• _Brief_
For each statement, answer yes or no based on the maximum subarray text, and quote the words from the text that decide it. (a) The solution is obtained by looking up Kadane's Algorithm. (b) A subarray is allowed to be empty. (c) The proposed array records the largest sum for all subarrays ending at a given position.

The maximum subarray problem is famous enough to have its own Wikipedia page, and a named algorithm you can use to solve it (Kadane’s Algorithm). But rather than looking up the algorithm, we’ll derive the solution to LeetCode 53: Maximum Subarray using principles of dynamic programming.

The problem statement is simple. Here’s the LeetCode version:

Given an integer array

`nums`

, find the subarray with the largest sum, and return its sum.

A *subarray* is a contiguous and non-empty sequence of elements from the input array. So we’re looking for the largest sum of all values from `nums[i]`

to `nums[j]`

(inclusive), where `i <= j`

.

## Maximum Subarray

Here’s a heuristic that often works to solve simpler dynamic programming problems: Consider an array of the same size as the input array and look for a way to calculate the optimal solution at each position. For this problem, our array would record the largest sum for all subarrays ending at position `i`

.

Let’s call our array `dp`

. Then `dp[0]`

is just `nums[0]`

, since at position `0`

, we only have one element to consider, so it must be the largest (since the empty sequence isn’t allowed). For `dp[1]`

, the optimal value is either `dp[0] + nums[1]`

or just `nums[1]`

. For example, if `nums`

is `[-1, 1]`

then we don’t want to include `nums[0]`

in the subarray, since it will decrease the sum.

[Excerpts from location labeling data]
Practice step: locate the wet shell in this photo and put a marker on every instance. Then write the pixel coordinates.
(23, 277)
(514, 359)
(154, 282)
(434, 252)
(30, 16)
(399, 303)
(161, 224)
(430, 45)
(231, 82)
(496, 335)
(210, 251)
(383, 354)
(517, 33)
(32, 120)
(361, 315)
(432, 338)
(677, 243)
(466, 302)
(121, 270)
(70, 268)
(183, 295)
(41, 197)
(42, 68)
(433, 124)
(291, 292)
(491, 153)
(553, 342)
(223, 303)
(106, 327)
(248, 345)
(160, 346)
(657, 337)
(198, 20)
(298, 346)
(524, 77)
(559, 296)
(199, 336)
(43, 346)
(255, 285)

• _Result_
(a) No: "rather than looking up the algorithm, we’ll derive the solution to LeetCode 53: Maximum Subarray using principles of dynamic programming"
(b) No: "a contiguous and non-empty sequence of elements from the input array"
(c) Yes: "our array would record the largest sum for all subarrays ending at position"